## Request 1
Can you put the rows, starting with the first line of the rows and going on through the line with "top-left (58, 58), bottom-right (458, 320)", into a JSON list of strings with one string per line, skipping blank lines and leaving the pictures out?

━━ Source passage

There is silence from friends left behind too, widening as the gulf of our realities gets bigger. For me, for most immigrants, this is the first silence you encounter and try to fight. A gap between your lamentations, the mundanities of your first world and that of theirs – a fight for their life, for survival, for the basic things that are in fact huge to them. And make no mistake, this is your failure – the inability to make connecting tunnels to the parts of your life that still speaks a language you left behind. I have seen people struggle with this silence, left desperate or frustrated when the long phone calls have to end because the other person on the end of the phone has to worry about their battery dying or their weekly data subscription running out fast.
Some deal with this silence by catapulting themselves into the social media limelight. A podcast, short Tik-Tok videos; uninformed advice on migration; misogynistic and tribalistic opinions. Every day I open my phone, there is an immigrant yelling into the space, hoping to be heard; hoping to fill the hole of silence with something; anything.
There is the silence of the friends who, in fact, like me, left home too. Perhaps like me, you struggle to dismiss this the most; your realities are similar, and there isn’t always a valid excuse when the quietness descends. But Christian Wiman got it right in that famous poem of his, these friends –like you– have all found new beliefs, and now you are "finding it harder and harder to keep up with their new gods and their new loves". Perhaps you create a Whatsapp group to keep up, and someday you look back, and the group is filled with weeds and occasional butterflies. Perhaps someday, like me, you realize that when you hastily packed your bags, leaving home, you left behind the grace of easy laughter – those ones generated by the simplest of memes and the silliest of jokes. Maybe like me, you go through these weeds, hoping to find a part of you that you left behind when home sent you into exile.
IV
London offered me nothing, and I knew not what to ask of it. Yet, I arrived with my luggage barely a year after arriving in the UK, counting my pennies, my friends, and old favors I could call in desperate times – everything fit into one palm.
What do you do when a city terrifies you and threatens to swallow you in its hasty footsteps?
Every day of my first month in London, I bought a train ticket to somewhere, anywhere. I ran my fingers through the edges of the fast city, waiting for it to slice me. It didn’t. Then I folded myself into its lap, and let it caress me. London was a monstrous hill and I was set to climb it, with my tiny backpack and AirPods rammed into my ears, even when I was listening to nothing.
Everyone thought I was insane when I said I was moving to London with no job offer. On the night before I left Norwich, I sat in a pub with brilliant female writers from my cohort, I could hear the questions they left unsaid. Someone tried to tell me of a website where I could get freelance jobs; another asked how much I had paid for my new apartment. I didn’t know how to explain to them that Norwich didn’t feel like home; that perhaps no place else would ever feel like home except for the warmth of Lagos that I left behind in search of a better there. So I let silence do the talking – for me, and for them.

━━━━
━━ Records shown

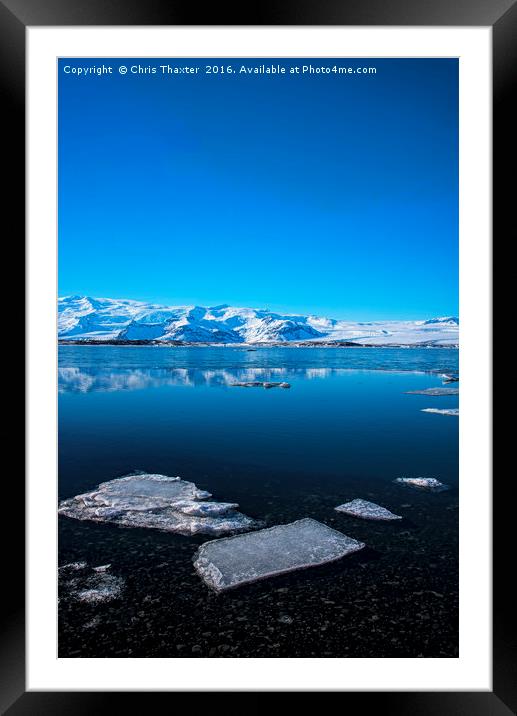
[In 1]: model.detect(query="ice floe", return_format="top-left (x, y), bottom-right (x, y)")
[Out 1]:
top-left (393, 477), bottom-right (449, 492)
top-left (230, 380), bottom-right (291, 388)
top-left (334, 499), bottom-right (402, 521)
top-left (59, 473), bottom-right (255, 536)
top-left (58, 562), bottom-right (124, 604)
top-left (441, 373), bottom-right (459, 383)
top-left (422, 408), bottom-right (460, 416)
top-left (406, 388), bottom-right (460, 397)
top-left (194, 518), bottom-right (365, 592)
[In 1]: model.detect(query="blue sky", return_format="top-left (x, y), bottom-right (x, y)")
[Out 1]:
top-left (58, 58), bottom-right (458, 320)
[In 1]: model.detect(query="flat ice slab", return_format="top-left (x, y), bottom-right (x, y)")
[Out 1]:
top-left (334, 499), bottom-right (402, 521)
top-left (231, 380), bottom-right (291, 388)
top-left (194, 518), bottom-right (364, 592)
top-left (393, 477), bottom-right (449, 492)
top-left (406, 388), bottom-right (460, 397)
top-left (442, 373), bottom-right (459, 383)
top-left (422, 408), bottom-right (460, 417)
top-left (59, 473), bottom-right (255, 536)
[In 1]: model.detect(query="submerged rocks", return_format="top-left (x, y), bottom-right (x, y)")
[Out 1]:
top-left (231, 380), bottom-right (291, 388)
top-left (58, 473), bottom-right (255, 535)
top-left (58, 562), bottom-right (124, 604)
top-left (194, 518), bottom-right (365, 592)
top-left (334, 499), bottom-right (402, 521)
top-left (393, 477), bottom-right (449, 492)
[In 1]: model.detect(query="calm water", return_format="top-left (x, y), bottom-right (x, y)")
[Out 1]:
top-left (59, 346), bottom-right (458, 657)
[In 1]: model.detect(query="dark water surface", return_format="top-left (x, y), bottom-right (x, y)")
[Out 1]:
top-left (59, 346), bottom-right (458, 657)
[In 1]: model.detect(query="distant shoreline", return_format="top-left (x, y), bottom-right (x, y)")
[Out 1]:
top-left (58, 339), bottom-right (459, 350)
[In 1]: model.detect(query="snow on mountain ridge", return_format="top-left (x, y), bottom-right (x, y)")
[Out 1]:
top-left (58, 296), bottom-right (459, 345)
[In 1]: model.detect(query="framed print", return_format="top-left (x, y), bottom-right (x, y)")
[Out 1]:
top-left (4, 0), bottom-right (510, 715)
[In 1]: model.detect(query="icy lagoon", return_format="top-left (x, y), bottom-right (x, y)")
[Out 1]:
top-left (59, 346), bottom-right (461, 658)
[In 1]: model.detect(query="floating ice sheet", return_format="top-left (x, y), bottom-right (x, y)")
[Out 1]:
top-left (422, 408), bottom-right (460, 417)
top-left (58, 562), bottom-right (124, 604)
top-left (194, 518), bottom-right (364, 592)
top-left (231, 380), bottom-right (291, 388)
top-left (334, 499), bottom-right (402, 521)
top-left (442, 373), bottom-right (460, 383)
top-left (59, 473), bottom-right (255, 536)
top-left (406, 388), bottom-right (460, 397)
top-left (393, 477), bottom-right (449, 492)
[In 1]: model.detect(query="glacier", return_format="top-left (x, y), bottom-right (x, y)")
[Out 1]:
top-left (58, 296), bottom-right (459, 346)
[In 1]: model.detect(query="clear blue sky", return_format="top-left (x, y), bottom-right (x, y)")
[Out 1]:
top-left (59, 58), bottom-right (458, 320)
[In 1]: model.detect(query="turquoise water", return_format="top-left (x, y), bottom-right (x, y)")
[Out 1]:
top-left (59, 346), bottom-right (458, 656)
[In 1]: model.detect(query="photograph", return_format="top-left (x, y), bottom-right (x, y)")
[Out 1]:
top-left (55, 56), bottom-right (460, 659)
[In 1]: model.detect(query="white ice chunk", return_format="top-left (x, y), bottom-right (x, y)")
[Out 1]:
top-left (406, 388), bottom-right (460, 397)
top-left (441, 373), bottom-right (459, 383)
top-left (393, 477), bottom-right (449, 492)
top-left (194, 518), bottom-right (364, 592)
top-left (334, 499), bottom-right (402, 520)
top-left (59, 562), bottom-right (124, 604)
top-left (422, 408), bottom-right (460, 417)
top-left (174, 500), bottom-right (239, 517)
top-left (59, 473), bottom-right (256, 536)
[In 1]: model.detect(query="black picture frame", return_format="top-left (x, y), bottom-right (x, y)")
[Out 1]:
top-left (7, 0), bottom-right (508, 716)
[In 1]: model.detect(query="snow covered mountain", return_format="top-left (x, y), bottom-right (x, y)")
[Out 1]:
top-left (58, 296), bottom-right (459, 345)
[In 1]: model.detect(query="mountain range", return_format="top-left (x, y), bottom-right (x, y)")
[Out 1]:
top-left (58, 296), bottom-right (459, 346)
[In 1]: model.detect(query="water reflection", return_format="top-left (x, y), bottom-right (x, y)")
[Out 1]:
top-left (58, 367), bottom-right (341, 393)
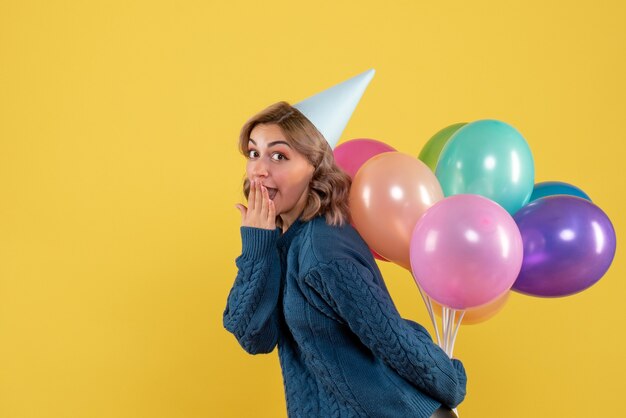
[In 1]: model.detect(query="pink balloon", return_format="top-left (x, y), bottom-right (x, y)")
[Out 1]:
top-left (333, 138), bottom-right (395, 178)
top-left (410, 194), bottom-right (523, 310)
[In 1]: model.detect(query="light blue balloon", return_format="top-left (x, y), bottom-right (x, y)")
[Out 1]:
top-left (435, 120), bottom-right (535, 215)
top-left (528, 181), bottom-right (591, 203)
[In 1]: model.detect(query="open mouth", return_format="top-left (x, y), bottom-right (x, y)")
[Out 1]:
top-left (267, 187), bottom-right (278, 200)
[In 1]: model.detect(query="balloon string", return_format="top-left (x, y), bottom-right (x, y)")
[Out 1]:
top-left (413, 276), bottom-right (441, 346)
top-left (439, 306), bottom-right (448, 353)
top-left (450, 311), bottom-right (465, 358)
top-left (446, 308), bottom-right (456, 357)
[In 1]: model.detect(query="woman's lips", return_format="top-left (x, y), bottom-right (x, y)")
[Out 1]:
top-left (266, 187), bottom-right (278, 200)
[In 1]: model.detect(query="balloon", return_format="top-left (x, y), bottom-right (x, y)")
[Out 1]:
top-left (513, 196), bottom-right (616, 297)
top-left (333, 138), bottom-right (395, 261)
top-left (410, 195), bottom-right (523, 310)
top-left (333, 138), bottom-right (395, 178)
top-left (436, 120), bottom-right (535, 214)
top-left (417, 122), bottom-right (467, 173)
top-left (432, 292), bottom-right (511, 325)
top-left (528, 181), bottom-right (591, 203)
top-left (350, 152), bottom-right (443, 269)
top-left (370, 248), bottom-right (389, 262)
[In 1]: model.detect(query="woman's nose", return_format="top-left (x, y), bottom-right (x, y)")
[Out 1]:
top-left (252, 159), bottom-right (269, 178)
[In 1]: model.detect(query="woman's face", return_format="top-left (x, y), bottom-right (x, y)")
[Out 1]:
top-left (246, 124), bottom-right (315, 221)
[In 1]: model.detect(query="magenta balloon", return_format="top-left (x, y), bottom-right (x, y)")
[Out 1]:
top-left (410, 194), bottom-right (523, 309)
top-left (333, 138), bottom-right (396, 178)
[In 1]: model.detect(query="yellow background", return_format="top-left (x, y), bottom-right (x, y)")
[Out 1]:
top-left (0, 0), bottom-right (626, 418)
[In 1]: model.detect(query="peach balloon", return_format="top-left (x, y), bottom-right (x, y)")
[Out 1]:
top-left (431, 292), bottom-right (511, 325)
top-left (350, 152), bottom-right (443, 270)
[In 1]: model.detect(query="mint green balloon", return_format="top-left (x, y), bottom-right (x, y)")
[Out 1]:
top-left (435, 120), bottom-right (535, 215)
top-left (417, 122), bottom-right (467, 173)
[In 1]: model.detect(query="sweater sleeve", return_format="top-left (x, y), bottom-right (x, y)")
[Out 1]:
top-left (304, 259), bottom-right (466, 408)
top-left (223, 226), bottom-right (280, 354)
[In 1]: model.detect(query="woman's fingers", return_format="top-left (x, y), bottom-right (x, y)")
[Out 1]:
top-left (235, 203), bottom-right (248, 222)
top-left (248, 180), bottom-right (256, 211)
top-left (254, 181), bottom-right (263, 213)
top-left (261, 186), bottom-right (270, 221)
top-left (267, 200), bottom-right (276, 226)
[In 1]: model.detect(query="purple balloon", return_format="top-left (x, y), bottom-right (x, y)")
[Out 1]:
top-left (333, 138), bottom-right (396, 178)
top-left (513, 195), bottom-right (615, 297)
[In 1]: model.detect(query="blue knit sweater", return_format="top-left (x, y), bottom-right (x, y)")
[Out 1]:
top-left (224, 216), bottom-right (466, 418)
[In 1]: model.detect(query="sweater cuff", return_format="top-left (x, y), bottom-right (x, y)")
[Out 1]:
top-left (240, 226), bottom-right (280, 259)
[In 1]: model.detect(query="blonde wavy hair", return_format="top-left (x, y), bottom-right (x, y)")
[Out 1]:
top-left (239, 102), bottom-right (352, 227)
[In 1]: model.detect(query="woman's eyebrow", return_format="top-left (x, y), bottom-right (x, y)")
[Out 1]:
top-left (249, 138), bottom-right (291, 148)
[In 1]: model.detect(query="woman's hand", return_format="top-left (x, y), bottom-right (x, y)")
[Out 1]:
top-left (235, 180), bottom-right (276, 229)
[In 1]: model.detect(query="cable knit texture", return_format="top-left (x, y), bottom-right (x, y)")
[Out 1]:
top-left (224, 217), bottom-right (466, 418)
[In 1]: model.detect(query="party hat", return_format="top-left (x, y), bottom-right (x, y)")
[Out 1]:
top-left (293, 69), bottom-right (375, 148)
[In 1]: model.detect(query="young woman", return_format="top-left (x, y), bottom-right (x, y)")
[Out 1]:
top-left (224, 102), bottom-right (466, 418)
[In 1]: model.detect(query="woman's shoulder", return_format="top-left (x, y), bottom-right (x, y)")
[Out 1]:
top-left (302, 216), bottom-right (372, 263)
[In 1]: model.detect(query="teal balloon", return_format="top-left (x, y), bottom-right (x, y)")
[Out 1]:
top-left (435, 120), bottom-right (535, 215)
top-left (528, 181), bottom-right (591, 203)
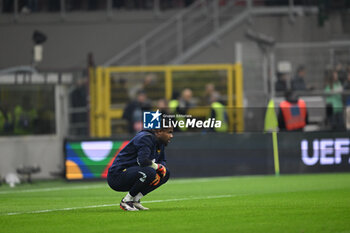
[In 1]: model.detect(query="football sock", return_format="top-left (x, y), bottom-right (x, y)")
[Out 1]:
top-left (123, 193), bottom-right (134, 202)
top-left (134, 193), bottom-right (143, 202)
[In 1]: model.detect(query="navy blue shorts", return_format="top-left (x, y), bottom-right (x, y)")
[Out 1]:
top-left (107, 166), bottom-right (170, 196)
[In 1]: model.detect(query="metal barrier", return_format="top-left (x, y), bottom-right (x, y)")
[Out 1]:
top-left (90, 64), bottom-right (244, 137)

━━━━

## Request 2
Could you write out the essay on immigrant silence again, starting with "There is silence" and going on through "running out fast.", with "quiet" substituted for "silence"?

## Complete answer 1
[
  "[In 1]: model.detect(query=\"ice floe\", return_format=\"top-left (x, y), bottom-right (x, y)\")",
  "[Out 1]:",
  "top-left (393, 477), bottom-right (449, 492)",
  "top-left (230, 380), bottom-right (291, 388)",
  "top-left (334, 499), bottom-right (402, 521)",
  "top-left (59, 473), bottom-right (255, 536)",
  "top-left (58, 562), bottom-right (124, 604)",
  "top-left (441, 373), bottom-right (459, 383)",
  "top-left (422, 408), bottom-right (460, 416)",
  "top-left (406, 388), bottom-right (460, 397)",
  "top-left (194, 518), bottom-right (365, 592)",
  "[In 1]: model.detect(query=\"blue sky\", return_format=\"top-left (x, y), bottom-right (x, y)\")",
  "[Out 1]:",
  "top-left (58, 58), bottom-right (458, 320)"
]

## Complete answer 2
There is quiet from friends left behind too, widening as the gulf of our realities gets bigger. For me, for most immigrants, this is the first quiet you encounter and try to fight. A gap between your lamentations, the mundanities of your first world and that of theirs – a fight for their life, for survival, for the basic things that are in fact huge to them. And make no mistake, this is your failure – the inability to make connecting tunnels to the parts of your life that still speaks a language you left behind. I have seen people struggle with this quiet, left desperate or frustrated when the long phone calls have to end because the other person on the end of the phone has to worry about their battery dying or their weekly data subscription running out fast.